Page extract

┏━━

Re: [RFC 0/3] block: proportional based blk-throttling

From: Shaohua Li
Date: Thu Jan 21 2016 - 19:00:31 EST


Hi,
On Thu, Jan 21, 2016 at 05:41:57PM -0500, Tejun Heo wrote:
> Hello, Shaohua.
>
> On Thu, Jan 21, 2016 at 02:24:51PM -0800, Shaohua Li wrote:
> > > Have you tried with some level, say 5, of nesting? IIRC, how it
> > > implements hierarchical control is rather braindead (and yeah I'm
> > > responsible for the damage).
> >
> > Not yet. Agree nesting increases the locking time. But my test is
> > already an extreme case. I had 32 threads in 2 nodes running IO and the
> > IOPS is 1M/s. Don't think real workload will act like this. The locking
> > issue definitely should be revisited in the future though.
>
> The thing is that most of the possible contentions can be removed by
> implementing per-cpu cache which shouldn't be too difficult. 10%
> extra cost on current gen hardware is already pretty high.

I did think about this. per-cpu cache does sound straightforward, but it
could severely impact fairness. For example, we give each cpu a budget,
see 1MB. If a cgroup doesn't use the 1M budget, we don't hold the lock.
But if we have 128 CPUs, the cgroup can use 128 * 1M more budget, which
breaks fairness very much. I have no idea how this can be fixed.

┗━━

Recorded data
┏━━

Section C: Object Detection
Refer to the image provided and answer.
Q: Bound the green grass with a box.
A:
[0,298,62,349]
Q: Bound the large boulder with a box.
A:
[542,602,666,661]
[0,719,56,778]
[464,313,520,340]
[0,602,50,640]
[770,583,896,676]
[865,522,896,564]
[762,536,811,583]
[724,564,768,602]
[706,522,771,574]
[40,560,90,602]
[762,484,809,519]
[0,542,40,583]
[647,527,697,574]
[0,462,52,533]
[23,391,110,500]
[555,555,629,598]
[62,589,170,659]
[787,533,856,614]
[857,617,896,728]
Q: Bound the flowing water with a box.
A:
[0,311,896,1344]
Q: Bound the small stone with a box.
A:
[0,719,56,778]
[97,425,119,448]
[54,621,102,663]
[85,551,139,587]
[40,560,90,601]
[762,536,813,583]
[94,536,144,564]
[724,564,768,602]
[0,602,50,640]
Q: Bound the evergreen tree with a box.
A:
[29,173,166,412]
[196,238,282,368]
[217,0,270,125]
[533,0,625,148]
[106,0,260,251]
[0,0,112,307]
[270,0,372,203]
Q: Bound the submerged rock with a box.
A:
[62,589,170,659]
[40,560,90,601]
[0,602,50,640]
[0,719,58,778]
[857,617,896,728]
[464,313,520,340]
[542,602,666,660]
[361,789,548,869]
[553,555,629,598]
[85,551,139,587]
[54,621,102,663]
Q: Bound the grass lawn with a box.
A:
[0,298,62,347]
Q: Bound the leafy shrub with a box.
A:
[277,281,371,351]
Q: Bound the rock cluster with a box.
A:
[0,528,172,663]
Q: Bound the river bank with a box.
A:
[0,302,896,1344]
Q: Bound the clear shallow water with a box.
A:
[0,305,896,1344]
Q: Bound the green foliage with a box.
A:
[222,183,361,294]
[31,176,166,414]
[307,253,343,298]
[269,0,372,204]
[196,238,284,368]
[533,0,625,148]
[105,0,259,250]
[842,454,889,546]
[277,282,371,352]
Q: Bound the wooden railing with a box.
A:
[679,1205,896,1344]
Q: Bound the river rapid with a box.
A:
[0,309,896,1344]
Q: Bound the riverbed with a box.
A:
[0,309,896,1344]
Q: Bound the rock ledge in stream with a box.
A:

┗━━

To be done
(1) In the blk-throttling message, shorten the paragraph that begins "I did think about this." while keeping its main facts.
(2) Transcribe the blk-throttling message from "Re: [RFC 0/3]" up to and including "for the damage).".

Answers given
(1) Per-cpu caching looks simple but could badly hurt fairness. Suppose each CPU gets a 1MB budget and the lock isn't held while a cgroup stays within it. With 128 CPUs, a cgroup could then use 128 * 1M more budget, which seriously breaks fairness. The writer doesn't know how to fix this.

(2)
Re: [RFC 0/3] block: proportional based blk-throttling

From: Shaohua Li
Date: Thu Jan 21 2016 - 19:00:31 EST


Hi,
On Thu, Jan 21, 2016 at 05:41:57PM -0500, Tejun Heo wrote:
> Hello, Shaohua.
>
> On Thu, Jan 21, 2016 at 02:24:51PM -0800, Shaohua Li wrote:
> > > Have you tried with some level, say 5, of nesting? IIRC, how it
> > > implements hierarchical control is rather braindead (and yeah I'm
> > > responsible for the damage).